**Your objective:**
Show each line of the material below that contains the string "stainless", copied in full. Matching is case-sensitive.

**Supplied data:**
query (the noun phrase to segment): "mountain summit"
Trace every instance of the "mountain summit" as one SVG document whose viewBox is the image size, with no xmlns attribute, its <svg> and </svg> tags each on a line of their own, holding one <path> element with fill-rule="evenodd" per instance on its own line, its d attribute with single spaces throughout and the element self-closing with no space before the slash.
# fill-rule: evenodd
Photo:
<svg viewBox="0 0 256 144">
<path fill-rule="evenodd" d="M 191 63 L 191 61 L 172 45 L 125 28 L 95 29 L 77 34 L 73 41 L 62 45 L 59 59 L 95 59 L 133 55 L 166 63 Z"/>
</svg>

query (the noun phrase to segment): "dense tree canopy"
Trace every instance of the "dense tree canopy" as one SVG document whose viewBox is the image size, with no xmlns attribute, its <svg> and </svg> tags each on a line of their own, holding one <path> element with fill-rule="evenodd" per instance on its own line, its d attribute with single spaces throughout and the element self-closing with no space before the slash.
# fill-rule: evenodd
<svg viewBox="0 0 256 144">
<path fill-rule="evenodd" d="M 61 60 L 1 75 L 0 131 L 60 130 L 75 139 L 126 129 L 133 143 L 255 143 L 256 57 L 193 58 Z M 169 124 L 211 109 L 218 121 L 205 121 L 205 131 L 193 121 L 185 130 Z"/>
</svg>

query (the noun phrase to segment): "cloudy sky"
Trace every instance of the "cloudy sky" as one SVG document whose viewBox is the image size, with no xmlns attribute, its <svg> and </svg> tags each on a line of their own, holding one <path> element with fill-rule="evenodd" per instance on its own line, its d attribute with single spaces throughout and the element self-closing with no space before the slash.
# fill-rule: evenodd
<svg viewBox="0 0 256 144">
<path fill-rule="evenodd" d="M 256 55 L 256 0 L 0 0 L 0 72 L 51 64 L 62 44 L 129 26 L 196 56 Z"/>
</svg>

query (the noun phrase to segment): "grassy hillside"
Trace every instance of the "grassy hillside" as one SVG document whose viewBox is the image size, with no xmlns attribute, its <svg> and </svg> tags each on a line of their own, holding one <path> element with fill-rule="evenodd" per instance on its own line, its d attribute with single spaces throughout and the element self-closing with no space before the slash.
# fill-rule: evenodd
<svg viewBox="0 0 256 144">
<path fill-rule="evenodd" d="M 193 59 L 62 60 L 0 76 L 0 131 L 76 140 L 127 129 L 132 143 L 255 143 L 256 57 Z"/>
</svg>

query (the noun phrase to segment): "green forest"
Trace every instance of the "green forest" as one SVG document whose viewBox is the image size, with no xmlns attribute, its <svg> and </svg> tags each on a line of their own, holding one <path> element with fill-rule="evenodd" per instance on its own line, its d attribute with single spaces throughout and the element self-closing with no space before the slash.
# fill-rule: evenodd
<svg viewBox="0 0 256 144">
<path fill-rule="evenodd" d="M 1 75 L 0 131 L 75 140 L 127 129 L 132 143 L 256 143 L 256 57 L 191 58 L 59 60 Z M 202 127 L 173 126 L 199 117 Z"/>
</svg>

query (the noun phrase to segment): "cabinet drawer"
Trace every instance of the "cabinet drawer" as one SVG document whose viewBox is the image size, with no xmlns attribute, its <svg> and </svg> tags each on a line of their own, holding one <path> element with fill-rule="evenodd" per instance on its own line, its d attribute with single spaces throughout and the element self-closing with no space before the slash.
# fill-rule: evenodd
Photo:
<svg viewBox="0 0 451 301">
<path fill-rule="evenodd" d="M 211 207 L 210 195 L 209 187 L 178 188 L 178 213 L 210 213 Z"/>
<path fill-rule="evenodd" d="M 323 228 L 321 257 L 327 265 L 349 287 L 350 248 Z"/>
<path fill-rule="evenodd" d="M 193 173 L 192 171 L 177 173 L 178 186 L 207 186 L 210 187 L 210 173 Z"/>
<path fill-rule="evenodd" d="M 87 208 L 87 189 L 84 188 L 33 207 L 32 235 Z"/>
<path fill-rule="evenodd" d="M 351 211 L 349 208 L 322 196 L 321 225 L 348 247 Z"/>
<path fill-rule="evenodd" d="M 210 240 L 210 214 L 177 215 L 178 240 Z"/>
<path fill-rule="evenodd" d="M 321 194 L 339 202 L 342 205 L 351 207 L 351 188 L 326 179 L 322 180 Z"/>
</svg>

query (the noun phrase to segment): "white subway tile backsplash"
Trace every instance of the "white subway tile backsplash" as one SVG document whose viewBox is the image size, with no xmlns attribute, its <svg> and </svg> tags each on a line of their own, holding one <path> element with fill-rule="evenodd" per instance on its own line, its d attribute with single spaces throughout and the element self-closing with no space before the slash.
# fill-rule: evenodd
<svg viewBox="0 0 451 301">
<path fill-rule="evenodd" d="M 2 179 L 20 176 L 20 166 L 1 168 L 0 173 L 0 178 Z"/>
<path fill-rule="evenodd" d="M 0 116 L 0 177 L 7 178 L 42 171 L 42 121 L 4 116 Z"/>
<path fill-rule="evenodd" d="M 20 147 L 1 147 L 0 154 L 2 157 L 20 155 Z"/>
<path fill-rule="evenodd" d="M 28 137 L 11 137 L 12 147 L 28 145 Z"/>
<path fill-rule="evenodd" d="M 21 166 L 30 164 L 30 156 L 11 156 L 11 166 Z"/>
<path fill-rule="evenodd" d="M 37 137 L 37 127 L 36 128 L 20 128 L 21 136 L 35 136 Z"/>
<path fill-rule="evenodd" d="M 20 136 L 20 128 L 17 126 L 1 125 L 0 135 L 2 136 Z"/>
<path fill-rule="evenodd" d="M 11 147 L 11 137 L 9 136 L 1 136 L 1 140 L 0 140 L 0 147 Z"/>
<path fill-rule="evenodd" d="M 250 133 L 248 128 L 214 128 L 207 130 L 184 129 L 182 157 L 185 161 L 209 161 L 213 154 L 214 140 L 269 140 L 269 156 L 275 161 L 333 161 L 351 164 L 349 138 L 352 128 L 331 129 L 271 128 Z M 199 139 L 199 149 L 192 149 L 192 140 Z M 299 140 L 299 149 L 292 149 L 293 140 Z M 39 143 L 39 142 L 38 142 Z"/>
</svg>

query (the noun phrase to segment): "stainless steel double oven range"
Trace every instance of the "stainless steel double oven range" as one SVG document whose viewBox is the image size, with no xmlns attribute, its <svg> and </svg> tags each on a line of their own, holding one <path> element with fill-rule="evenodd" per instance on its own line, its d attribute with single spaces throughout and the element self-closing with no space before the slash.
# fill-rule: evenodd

**Answer to this problem:**
query (the noun phrase to segment): "stainless steel double oven range"
Trace every instance of the "stainless steel double oven range" as one SVG document whose viewBox is the image size, with no xmlns attribute, its <svg> and </svg> tags each on a line of their own, holding one <path> element with fill-rule="evenodd" per instance on its own line, its d attribute with single spaces throughout and the element self-closing with no space before the slash.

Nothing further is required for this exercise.